Stored items:
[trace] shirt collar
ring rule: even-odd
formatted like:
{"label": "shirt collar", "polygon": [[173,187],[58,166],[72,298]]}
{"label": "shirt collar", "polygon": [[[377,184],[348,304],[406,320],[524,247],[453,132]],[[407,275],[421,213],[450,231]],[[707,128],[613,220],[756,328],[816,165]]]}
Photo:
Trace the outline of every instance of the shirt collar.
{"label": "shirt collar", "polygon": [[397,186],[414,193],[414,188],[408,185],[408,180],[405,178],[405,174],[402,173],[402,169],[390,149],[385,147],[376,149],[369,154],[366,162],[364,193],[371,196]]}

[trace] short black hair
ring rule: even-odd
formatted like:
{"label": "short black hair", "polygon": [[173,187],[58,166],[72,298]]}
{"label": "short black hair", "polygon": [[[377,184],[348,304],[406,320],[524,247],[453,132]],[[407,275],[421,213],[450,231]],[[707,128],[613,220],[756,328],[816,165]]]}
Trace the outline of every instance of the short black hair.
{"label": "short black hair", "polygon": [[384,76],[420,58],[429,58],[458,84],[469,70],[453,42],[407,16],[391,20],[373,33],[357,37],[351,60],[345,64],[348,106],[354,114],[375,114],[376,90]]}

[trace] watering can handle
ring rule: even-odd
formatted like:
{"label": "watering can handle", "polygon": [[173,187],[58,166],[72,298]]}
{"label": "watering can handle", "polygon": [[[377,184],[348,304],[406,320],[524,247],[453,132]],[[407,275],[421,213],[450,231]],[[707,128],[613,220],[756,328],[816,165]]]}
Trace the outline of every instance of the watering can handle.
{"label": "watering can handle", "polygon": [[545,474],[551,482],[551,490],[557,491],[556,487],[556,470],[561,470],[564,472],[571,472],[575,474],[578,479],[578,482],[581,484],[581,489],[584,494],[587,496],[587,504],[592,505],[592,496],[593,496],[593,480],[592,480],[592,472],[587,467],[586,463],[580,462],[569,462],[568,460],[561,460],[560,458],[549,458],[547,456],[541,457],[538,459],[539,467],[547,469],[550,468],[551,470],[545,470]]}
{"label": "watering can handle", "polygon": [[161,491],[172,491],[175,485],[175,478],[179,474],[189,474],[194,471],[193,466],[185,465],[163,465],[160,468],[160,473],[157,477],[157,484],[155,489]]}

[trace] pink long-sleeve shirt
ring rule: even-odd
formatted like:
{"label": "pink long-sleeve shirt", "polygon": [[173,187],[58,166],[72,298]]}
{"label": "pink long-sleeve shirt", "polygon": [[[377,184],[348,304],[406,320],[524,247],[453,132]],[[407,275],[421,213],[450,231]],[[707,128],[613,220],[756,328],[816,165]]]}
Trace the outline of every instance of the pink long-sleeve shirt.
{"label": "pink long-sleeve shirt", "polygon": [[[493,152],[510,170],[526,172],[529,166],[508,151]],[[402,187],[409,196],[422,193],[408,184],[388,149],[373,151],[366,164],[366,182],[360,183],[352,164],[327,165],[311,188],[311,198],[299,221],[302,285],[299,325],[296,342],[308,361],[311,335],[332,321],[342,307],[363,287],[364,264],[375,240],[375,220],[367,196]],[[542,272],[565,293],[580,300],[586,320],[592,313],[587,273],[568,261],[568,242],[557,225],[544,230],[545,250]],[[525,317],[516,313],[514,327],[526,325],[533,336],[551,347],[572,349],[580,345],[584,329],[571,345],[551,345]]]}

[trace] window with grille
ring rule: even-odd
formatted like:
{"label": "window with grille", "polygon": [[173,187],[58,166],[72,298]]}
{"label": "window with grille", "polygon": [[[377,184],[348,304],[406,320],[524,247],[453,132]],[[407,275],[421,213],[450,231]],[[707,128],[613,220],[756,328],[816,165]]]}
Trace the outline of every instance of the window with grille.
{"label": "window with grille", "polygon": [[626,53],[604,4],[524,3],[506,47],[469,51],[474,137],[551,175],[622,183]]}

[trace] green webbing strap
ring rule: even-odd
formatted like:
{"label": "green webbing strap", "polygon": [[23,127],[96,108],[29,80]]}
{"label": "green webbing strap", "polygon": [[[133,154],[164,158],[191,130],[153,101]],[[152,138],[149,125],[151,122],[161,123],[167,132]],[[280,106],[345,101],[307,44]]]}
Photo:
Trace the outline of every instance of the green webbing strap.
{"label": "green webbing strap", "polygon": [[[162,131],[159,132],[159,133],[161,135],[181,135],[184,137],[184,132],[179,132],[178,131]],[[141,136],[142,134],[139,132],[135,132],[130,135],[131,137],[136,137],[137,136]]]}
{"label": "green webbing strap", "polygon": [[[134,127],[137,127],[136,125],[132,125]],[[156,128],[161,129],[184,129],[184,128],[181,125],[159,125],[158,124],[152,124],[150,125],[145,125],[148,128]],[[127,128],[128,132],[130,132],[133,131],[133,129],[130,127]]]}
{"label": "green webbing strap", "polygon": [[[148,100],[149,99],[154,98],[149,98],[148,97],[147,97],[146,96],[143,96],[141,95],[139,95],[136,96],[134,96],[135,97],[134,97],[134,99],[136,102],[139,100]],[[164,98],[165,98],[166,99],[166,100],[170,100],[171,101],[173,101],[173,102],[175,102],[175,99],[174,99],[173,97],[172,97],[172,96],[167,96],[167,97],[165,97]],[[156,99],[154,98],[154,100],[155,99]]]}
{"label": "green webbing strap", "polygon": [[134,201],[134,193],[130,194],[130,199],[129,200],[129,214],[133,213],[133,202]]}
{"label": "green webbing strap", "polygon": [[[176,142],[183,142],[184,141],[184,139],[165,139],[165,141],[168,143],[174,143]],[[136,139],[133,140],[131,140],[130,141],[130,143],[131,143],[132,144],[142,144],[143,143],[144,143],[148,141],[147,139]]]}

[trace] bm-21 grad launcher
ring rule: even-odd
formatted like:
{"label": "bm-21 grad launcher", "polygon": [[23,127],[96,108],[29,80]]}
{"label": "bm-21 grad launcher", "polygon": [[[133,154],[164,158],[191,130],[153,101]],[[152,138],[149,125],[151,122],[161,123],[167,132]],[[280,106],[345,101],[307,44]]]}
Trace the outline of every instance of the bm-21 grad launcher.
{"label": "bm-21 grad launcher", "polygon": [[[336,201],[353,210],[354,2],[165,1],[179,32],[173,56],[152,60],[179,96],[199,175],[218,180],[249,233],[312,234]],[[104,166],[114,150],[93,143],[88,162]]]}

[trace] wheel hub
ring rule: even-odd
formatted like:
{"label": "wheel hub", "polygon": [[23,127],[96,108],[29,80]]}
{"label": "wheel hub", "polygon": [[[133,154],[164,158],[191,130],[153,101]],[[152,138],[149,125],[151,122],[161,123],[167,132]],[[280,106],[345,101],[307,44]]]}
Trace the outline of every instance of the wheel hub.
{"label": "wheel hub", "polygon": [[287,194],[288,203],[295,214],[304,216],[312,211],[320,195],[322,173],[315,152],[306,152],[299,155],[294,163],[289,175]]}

• Objective: Type out the entries again, word for word.

• Answer in full:
[trace] shirt collar
ring rule: even-odd
formatted like:
{"label": "shirt collar", "polygon": [[173,187],[58,166],[72,298]]}
{"label": "shirt collar", "polygon": [[[377,184],[348,304],[406,320],[524,247],[453,132]],[[407,275],[421,213],[450,231]],[[707,128],[613,220],[756,328],[816,165]]]}
Photo:
Trace the outline of every instance of the shirt collar.
{"label": "shirt collar", "polygon": [[397,186],[414,193],[414,188],[408,185],[408,180],[405,178],[405,174],[402,173],[402,169],[390,149],[385,147],[376,149],[369,154],[366,162],[364,193],[371,196]]}

[trace] short black hair
ring rule: even-odd
formatted like:
{"label": "short black hair", "polygon": [[173,187],[58,166],[72,298]]}
{"label": "short black hair", "polygon": [[[377,184],[348,304],[406,320],[524,247],[453,132]],[[407,275],[421,213],[450,231]],[[707,128],[613,220],[756,328],[816,165]]]}
Trace the outline of every instance of the short black hair.
{"label": "short black hair", "polygon": [[384,76],[420,58],[429,58],[458,84],[469,70],[453,42],[407,16],[391,20],[373,33],[357,37],[351,60],[345,64],[348,106],[354,114],[375,114],[376,90]]}

[trace] watering can handle
ring rule: even-odd
formatted like:
{"label": "watering can handle", "polygon": [[173,187],[58,166],[72,298]]}
{"label": "watering can handle", "polygon": [[[377,184],[348,304],[406,320],[524,247],[453,132]],[[407,275],[421,213],[450,231]],[[707,128],[613,220],[756,328],[816,165]]]}
Trace the outline of every instance of the watering can handle.
{"label": "watering can handle", "polygon": [[545,474],[551,482],[551,490],[557,491],[556,487],[556,470],[561,470],[564,472],[571,472],[575,474],[578,479],[578,482],[581,484],[581,489],[584,494],[587,496],[587,504],[592,505],[592,496],[593,496],[593,480],[592,480],[592,472],[587,467],[586,463],[580,462],[569,462],[568,460],[561,460],[560,458],[549,458],[547,456],[541,457],[538,459],[539,467],[547,469],[550,468],[551,470],[545,470]]}
{"label": "watering can handle", "polygon": [[161,491],[172,491],[175,485],[175,478],[179,474],[189,474],[194,471],[193,466],[185,465],[163,465],[160,468],[160,473],[157,477],[157,484],[155,489]]}

[trace] pink long-sleeve shirt
ring rule: even-odd
formatted like:
{"label": "pink long-sleeve shirt", "polygon": [[173,187],[58,166],[72,298]]}
{"label": "pink long-sleeve shirt", "polygon": [[[377,184],[348,304],[406,320],[524,247],[453,132]],[[407,275],[421,213],[450,231]],[[707,128],[613,220],[756,328],[816,165]]]}
Trace the outline of every instance of the pink long-sleeve shirt.
{"label": "pink long-sleeve shirt", "polygon": [[[493,152],[510,170],[526,172],[529,166],[508,151]],[[402,187],[409,196],[422,193],[408,184],[388,149],[373,151],[366,164],[366,182],[360,183],[352,164],[327,165],[311,188],[311,198],[299,221],[302,285],[299,325],[296,342],[308,361],[311,335],[332,321],[342,307],[363,287],[364,264],[375,240],[375,220],[367,196]],[[542,272],[565,293],[580,300],[586,320],[592,313],[587,273],[568,261],[568,242],[557,225],[544,230],[545,250]],[[525,317],[516,313],[514,327],[526,325],[533,336],[551,347],[572,349],[580,345],[584,329],[571,345],[551,345]]]}

[trace] window with grille
ring rule: even-odd
formatted like:
{"label": "window with grille", "polygon": [[173,187],[58,166],[72,298]]}
{"label": "window with grille", "polygon": [[[377,184],[348,304],[406,320],[524,247],[453,132]],[[407,275],[421,213],[450,231]],[[707,128],[613,220],[756,328],[816,165]]]}
Trace the outline of every instance of the window with grille.
{"label": "window with grille", "polygon": [[626,53],[604,4],[524,3],[506,47],[469,51],[474,137],[551,175],[622,183]]}

[trace] green webbing strap
ring rule: even-odd
formatted like:
{"label": "green webbing strap", "polygon": [[23,127],[96,108],[29,80]]}
{"label": "green webbing strap", "polygon": [[[133,154],[164,158],[191,130],[153,101]],[[152,138],[149,125],[151,122],[161,123],[167,132]],[[280,106],[345,101],[307,44]]]}
Photo:
Trace the outline of every instance of the green webbing strap.
{"label": "green webbing strap", "polygon": [[[162,131],[159,132],[159,133],[161,135],[181,135],[184,137],[184,132],[179,132],[178,131]],[[141,136],[142,134],[139,132],[135,132],[130,135],[131,137],[136,137],[137,136]]]}
{"label": "green webbing strap", "polygon": [[[134,127],[137,127],[136,125],[132,125]],[[156,128],[161,129],[184,129],[184,128],[181,125],[159,125],[158,124],[152,124],[150,125],[145,125],[148,128]],[[127,128],[128,132],[130,132],[133,131],[133,129],[130,127]]]}
{"label": "green webbing strap", "polygon": [[[148,100],[149,99],[154,98],[149,98],[148,97],[147,97],[146,96],[143,96],[141,95],[139,95],[136,96],[134,96],[135,97],[134,97],[134,99],[136,102],[139,100]],[[164,98],[165,98],[166,99],[166,100],[170,100],[171,101],[173,101],[173,102],[175,102],[175,99],[174,99],[173,97],[172,97],[172,96],[167,96],[167,97],[165,97]],[[156,99],[154,98],[154,100],[155,99]]]}
{"label": "green webbing strap", "polygon": [[134,201],[134,193],[130,194],[130,199],[129,200],[129,214],[133,213],[133,202]]}
{"label": "green webbing strap", "polygon": [[[176,142],[183,142],[184,141],[184,139],[165,139],[165,141],[168,143],[174,143]],[[136,139],[133,140],[131,140],[130,141],[130,143],[131,143],[132,144],[142,144],[143,143],[144,143],[148,141],[147,139]]]}

[trace] bm-21 grad launcher
ring rule: even-odd
formatted like:
{"label": "bm-21 grad launcher", "polygon": [[23,127],[96,108],[29,80]]}
{"label": "bm-21 grad launcher", "polygon": [[[133,154],[164,158],[191,130],[153,101]],[[152,138],[149,125],[151,122],[161,123],[167,132]],[[280,106],[345,101],[307,44]]]}
Trace the outline of every instance of the bm-21 grad launcher.
{"label": "bm-21 grad launcher", "polygon": [[[336,201],[353,210],[354,2],[165,1],[179,32],[173,56],[152,60],[179,96],[199,175],[218,180],[249,233],[312,234]],[[104,166],[114,150],[93,143],[88,162]]]}

[trace] wheel hub
ring rule: even-odd
formatted like:
{"label": "wheel hub", "polygon": [[23,127],[96,108],[29,80]]}
{"label": "wheel hub", "polygon": [[[133,154],[164,158],[191,130],[153,101]],[[152,138],[149,125],[151,122],[161,123],[167,132]],[[280,106],[345,101],[307,44]]]}
Trace the outline of every instance of the wheel hub.
{"label": "wheel hub", "polygon": [[287,194],[288,203],[295,214],[304,216],[312,211],[320,195],[322,173],[315,152],[306,152],[299,155],[294,163],[289,175]]}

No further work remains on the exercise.